== Task directions ==
Consider the listing below. Extract exactly the lines from the line containing "Please point out the diver's wetsuit, one" to the line containing "Please point out the scuba", both included.

↓

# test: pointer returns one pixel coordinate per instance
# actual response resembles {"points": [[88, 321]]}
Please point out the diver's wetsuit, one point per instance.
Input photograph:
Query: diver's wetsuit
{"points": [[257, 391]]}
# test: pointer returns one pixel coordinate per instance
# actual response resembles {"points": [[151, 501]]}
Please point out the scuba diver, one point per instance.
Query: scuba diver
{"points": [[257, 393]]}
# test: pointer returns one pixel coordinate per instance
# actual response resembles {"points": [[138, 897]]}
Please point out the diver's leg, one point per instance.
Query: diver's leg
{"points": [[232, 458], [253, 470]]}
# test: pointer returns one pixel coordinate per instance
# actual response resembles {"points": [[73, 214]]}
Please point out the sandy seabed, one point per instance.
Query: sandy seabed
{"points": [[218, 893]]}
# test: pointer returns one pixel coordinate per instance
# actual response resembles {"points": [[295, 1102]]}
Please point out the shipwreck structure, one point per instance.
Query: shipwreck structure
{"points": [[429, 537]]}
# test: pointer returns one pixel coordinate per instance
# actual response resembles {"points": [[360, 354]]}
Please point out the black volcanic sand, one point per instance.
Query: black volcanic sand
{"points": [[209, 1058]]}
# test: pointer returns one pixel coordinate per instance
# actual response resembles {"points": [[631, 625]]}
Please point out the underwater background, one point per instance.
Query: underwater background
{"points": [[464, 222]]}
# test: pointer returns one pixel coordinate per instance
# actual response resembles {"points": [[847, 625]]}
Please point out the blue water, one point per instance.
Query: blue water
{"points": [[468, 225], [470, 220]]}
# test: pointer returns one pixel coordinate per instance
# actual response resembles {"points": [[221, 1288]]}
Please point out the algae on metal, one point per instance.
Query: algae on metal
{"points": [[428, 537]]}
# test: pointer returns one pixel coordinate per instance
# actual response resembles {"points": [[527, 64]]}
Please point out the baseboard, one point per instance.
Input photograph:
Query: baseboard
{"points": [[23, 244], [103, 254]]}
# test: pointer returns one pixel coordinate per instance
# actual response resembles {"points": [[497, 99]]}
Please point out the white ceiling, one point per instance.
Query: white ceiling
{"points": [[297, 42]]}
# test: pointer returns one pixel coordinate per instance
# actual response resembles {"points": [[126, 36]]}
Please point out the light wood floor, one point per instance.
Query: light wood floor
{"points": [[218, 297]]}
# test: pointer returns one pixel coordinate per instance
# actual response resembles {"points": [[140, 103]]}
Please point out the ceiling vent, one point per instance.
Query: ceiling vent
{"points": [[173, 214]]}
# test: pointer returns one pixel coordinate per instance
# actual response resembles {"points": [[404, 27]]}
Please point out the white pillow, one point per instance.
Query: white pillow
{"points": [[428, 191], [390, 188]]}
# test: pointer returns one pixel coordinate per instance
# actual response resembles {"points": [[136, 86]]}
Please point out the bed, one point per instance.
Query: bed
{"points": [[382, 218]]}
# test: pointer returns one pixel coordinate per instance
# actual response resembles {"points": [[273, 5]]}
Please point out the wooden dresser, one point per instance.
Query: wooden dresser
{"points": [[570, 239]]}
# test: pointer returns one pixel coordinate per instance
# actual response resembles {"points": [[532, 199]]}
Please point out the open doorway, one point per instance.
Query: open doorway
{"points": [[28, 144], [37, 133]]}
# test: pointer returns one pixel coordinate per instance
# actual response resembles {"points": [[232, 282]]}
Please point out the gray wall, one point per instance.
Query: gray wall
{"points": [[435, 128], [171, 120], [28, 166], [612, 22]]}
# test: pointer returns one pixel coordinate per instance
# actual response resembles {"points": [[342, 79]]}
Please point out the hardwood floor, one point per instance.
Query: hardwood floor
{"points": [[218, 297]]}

↑

== Response ==
Please point out the diver's wetsuit, one point per instance.
Input photograph:
Query: diver's wetsuit
{"points": [[257, 391]]}
# test: pointer returns one pixel coordinate per instance
# actual response resembles {"points": [[151, 501]]}
Please point out the scuba diver, one point per instance.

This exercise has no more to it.